Extend the passage on electric vehicle emissions by writing what comes after its final sentence.
** start Passage given **
The rush to subsidize and mandate EVs is animated by a fatal conceit: the assumption that they will radically reduce CO2 emissions. That assumption is embedded orthodoxy not just among green pundits and administrators of the regulatory state but also among EV critics, who take issue with a forced transition mainly on grounds of lost freedoms, costs, and market distortions.

But the truth is, because of the nature of uncertainties in global industrial ecosystems, no one really knows how much widespread adoption of EVs could reduce emissions, or whether they might even increase them. (And no, this has nothing to do with the truth / joke that Teslas are coal-fired when fueled at night in many places.) While grid realities will indeed matter more than most realize, the relevant and surprising emissions wildcard comes from the gargantuan, energy-hungry processes needed to make EV batteries. This is one of those technical issues that tends to attract slogans, simplifications, and illusions of accuracy; a better understanding requires some patience.

EV emissions realities start with physics. To match the energy stored in one pound of oil requires 15 pounds of lithium battery, which in turn entails digging up about 7,000 pounds of rock and dirt to get the minerals needed—lithium, graphite, copper, nickel, aluminum, zinc, neodymium, manganese, and so on. Thus, fabricating a typical, single half-ton EV battery requires mining and processing about 250 tons of materials. (These figures hold roughly true for all lithium chemistries.) For the carbon-counters tracking such things, the global mining and minerals sector uses 40 percent of all industrial energy—dominated by oil, coal, and natural gas—and that’s before we take into consideration the massive expansion that would be required to supply all the battery factories planned for widespread EV adoption.

The inherent uncertainties about calculating real-world EV emissions arise from myriad “known unknowns” about mining and refining activities. Those all happen elsewhere, upstream, before assembly at a battery or EV factory—that is, before the first mile driven on a grid-supplied kilowatt-hour. Of course, a conventional car also has upstream emissions, though these derive mainly from steel and iron, which account for 85 percent of its weight. For conventional cars, those upstream emissions are a minor factor; burning gasoline dominates the CO2 footprint. But the need for far more materials, and different types, dominates an EV’s total footprint. Production of those metals, such as copper, nickel, and aluminum, uses on average three to ten times more energy per pound than does steel production. All the other EV minerals are similarly energy-intense.
** end Passage given **
** start Records **
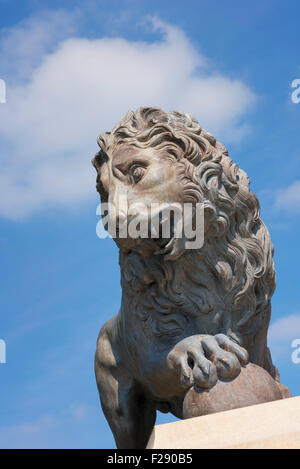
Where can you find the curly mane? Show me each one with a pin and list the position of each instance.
(228, 283)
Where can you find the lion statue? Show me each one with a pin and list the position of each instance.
(188, 317)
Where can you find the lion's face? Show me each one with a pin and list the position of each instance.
(134, 180)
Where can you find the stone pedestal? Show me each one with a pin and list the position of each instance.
(270, 425)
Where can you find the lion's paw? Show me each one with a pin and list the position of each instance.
(200, 360)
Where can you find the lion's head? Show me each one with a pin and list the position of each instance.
(157, 157)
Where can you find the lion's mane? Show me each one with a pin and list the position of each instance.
(227, 284)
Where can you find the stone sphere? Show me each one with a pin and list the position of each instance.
(253, 385)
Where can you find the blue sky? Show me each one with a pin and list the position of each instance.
(71, 71)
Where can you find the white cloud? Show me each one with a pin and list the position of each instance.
(32, 434)
(70, 89)
(288, 199)
(281, 335)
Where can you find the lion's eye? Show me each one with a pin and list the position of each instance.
(137, 172)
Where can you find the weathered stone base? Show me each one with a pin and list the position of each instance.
(266, 426)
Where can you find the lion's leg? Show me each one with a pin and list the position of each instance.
(130, 414)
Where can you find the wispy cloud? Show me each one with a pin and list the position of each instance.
(62, 91)
(288, 199)
(281, 334)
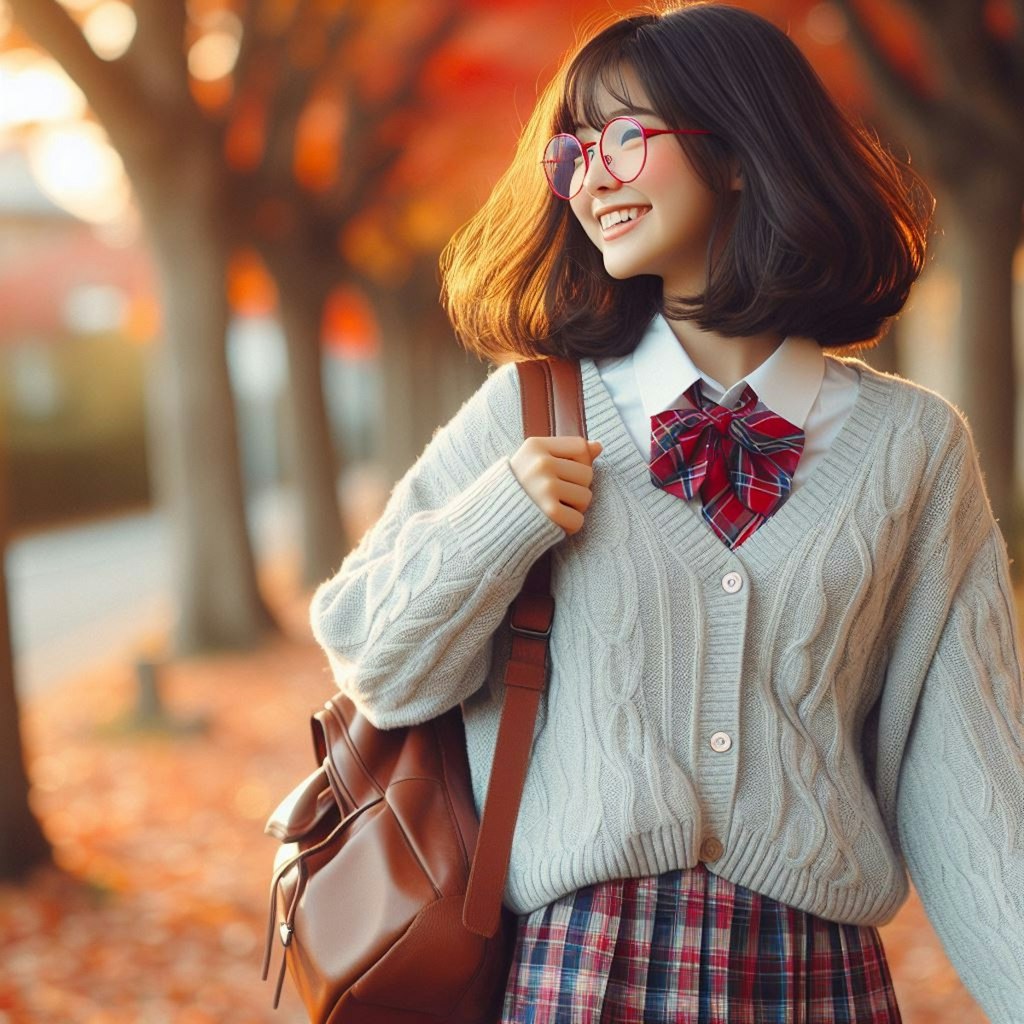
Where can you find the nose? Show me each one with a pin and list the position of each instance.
(598, 177)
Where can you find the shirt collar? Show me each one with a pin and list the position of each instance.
(787, 382)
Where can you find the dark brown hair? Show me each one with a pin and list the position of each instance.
(824, 239)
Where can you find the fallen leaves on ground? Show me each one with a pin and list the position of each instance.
(156, 909)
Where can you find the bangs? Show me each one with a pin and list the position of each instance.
(596, 81)
(598, 68)
(581, 108)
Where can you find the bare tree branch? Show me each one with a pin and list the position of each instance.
(376, 162)
(967, 59)
(110, 89)
(918, 116)
(291, 97)
(159, 54)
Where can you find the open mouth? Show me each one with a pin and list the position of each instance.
(623, 216)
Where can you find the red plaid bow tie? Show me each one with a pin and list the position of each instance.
(741, 462)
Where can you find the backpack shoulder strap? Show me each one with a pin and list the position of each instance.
(552, 406)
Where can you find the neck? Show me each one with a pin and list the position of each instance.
(725, 359)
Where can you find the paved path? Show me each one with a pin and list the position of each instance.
(84, 595)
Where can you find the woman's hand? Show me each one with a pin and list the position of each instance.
(557, 472)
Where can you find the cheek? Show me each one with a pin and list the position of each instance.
(581, 210)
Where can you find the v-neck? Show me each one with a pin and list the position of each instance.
(682, 524)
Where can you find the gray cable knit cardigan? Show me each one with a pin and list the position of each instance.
(858, 653)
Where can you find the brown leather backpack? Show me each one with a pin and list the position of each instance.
(386, 891)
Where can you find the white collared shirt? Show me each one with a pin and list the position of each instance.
(796, 381)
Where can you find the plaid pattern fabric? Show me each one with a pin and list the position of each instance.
(689, 947)
(740, 461)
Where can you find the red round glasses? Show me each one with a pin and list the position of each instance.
(624, 151)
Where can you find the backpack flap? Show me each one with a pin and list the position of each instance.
(302, 809)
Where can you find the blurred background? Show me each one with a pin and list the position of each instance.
(220, 345)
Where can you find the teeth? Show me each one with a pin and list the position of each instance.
(619, 216)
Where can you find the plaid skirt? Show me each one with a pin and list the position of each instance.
(689, 947)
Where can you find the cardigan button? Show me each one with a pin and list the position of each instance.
(721, 741)
(711, 849)
(731, 583)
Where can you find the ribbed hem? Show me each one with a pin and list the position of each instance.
(750, 860)
(499, 524)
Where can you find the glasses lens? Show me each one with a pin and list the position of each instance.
(563, 165)
(624, 147)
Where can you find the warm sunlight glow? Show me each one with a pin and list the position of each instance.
(825, 24)
(110, 29)
(78, 169)
(35, 89)
(213, 55)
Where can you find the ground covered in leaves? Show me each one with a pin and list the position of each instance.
(156, 908)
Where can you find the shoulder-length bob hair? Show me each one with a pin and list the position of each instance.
(824, 239)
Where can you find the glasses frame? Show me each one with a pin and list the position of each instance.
(644, 131)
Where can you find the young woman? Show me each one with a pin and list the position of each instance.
(783, 666)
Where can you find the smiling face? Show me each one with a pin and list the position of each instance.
(659, 223)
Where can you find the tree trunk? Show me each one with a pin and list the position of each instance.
(426, 375)
(23, 844)
(984, 226)
(302, 296)
(195, 439)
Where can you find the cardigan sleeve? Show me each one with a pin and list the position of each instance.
(408, 621)
(960, 806)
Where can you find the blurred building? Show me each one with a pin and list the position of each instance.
(76, 311)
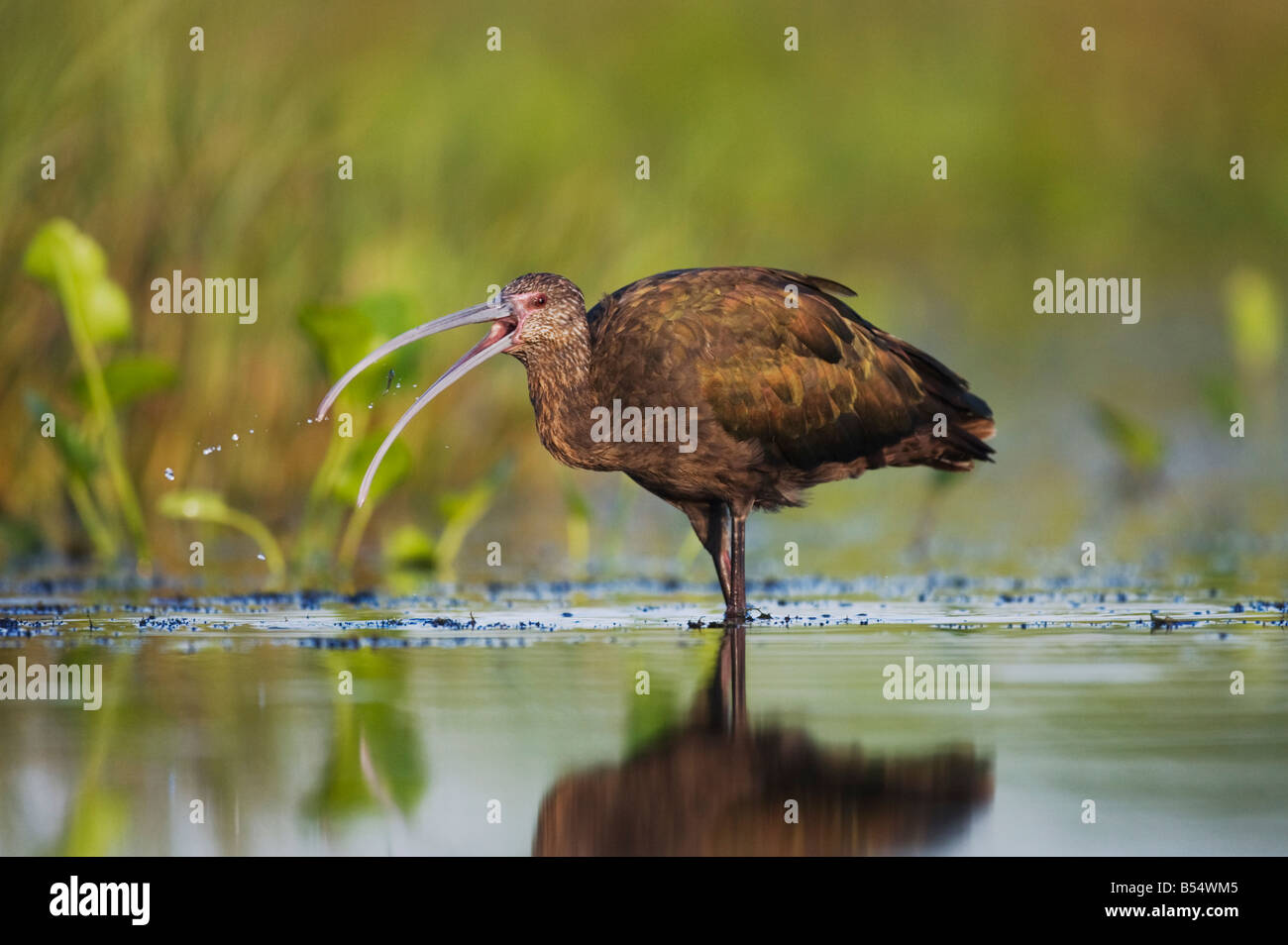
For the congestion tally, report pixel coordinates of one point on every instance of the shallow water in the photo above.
(522, 705)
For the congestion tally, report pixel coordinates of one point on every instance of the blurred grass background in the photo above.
(472, 167)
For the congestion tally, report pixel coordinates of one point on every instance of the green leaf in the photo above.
(1138, 446)
(60, 241)
(1254, 317)
(130, 377)
(343, 334)
(106, 310)
(60, 252)
(72, 445)
(410, 548)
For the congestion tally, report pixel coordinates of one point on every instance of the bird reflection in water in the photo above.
(720, 787)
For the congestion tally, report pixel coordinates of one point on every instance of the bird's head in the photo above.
(548, 312)
(535, 313)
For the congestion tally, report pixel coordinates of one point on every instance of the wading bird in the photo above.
(787, 385)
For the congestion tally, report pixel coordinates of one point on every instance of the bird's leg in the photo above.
(708, 524)
(737, 609)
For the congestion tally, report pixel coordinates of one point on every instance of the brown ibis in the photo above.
(720, 390)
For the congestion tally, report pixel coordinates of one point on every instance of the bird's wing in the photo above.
(814, 382)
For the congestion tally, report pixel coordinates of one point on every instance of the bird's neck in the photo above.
(563, 395)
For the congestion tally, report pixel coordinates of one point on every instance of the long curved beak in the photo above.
(498, 339)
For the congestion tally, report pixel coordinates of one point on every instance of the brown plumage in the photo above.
(789, 385)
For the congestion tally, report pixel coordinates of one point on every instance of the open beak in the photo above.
(505, 325)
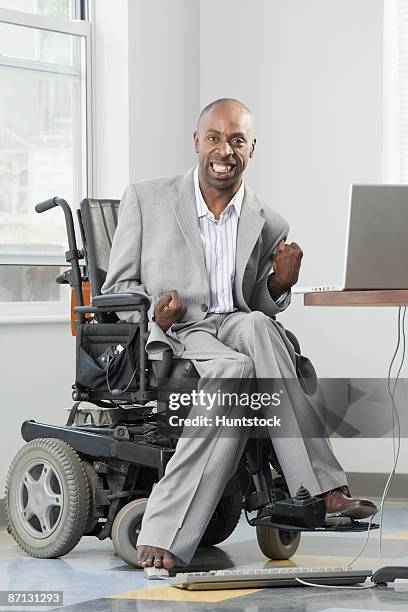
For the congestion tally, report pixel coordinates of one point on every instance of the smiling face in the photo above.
(224, 141)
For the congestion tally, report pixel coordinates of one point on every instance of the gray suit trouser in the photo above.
** end Records **
Exercise output ▸
The International Energy Agency (IEA) flagged these realities in a 2021 report. While that report focused on the inadequacy of the supplies of “energy minerals” (something that has since, finally, become widely known), the researchers noted that upstream CO2 emissions from fabricating an EV can “vary considerably across companies and regions.” Indeed. Changing the source of copper or nickel, for example, can lead to doubling or more than tripling those metals’ emissions intensities, depending on a facility’s age, process types, and locations. Building an EV requires several hundred more pounds of copper than building an internal-combustion car. Assumptions about aluminum matter too, because EVs also typically require several hundred pounds more of that material, and two-thirds of global aluminum production comes from coal-fired grids in China, Russia, and India. (The U.S. produces just 2 percent.) In general, refineries in China, which account for 50 percent to 80 percent of global “energy minerals” supply, have emissions 1.5 times greater than those in the European Union or U.S.

A review of dozens of studies of upstream emissions revealed that the bottom-line estimates of EV lifecycle emissions varied by fivefold. It gets worse. That same review found that, across those studies, the median size of the battery assumed for the analyses was 30 kilowatt-hours. But the overwhelming majority of U.S. EVs bought last year sported batteries two to three times bigger. Tripling battery size triples the upstream emissions.

None of these variabilities appears in government forecasts for “zero emissions” cars. In fact, the range of upstream emissions is so wide that it renders meaningless any use of an average number to calculate an EV’s overall carbon footprint. But that’s what analysts do, whether at the IEA or EPA.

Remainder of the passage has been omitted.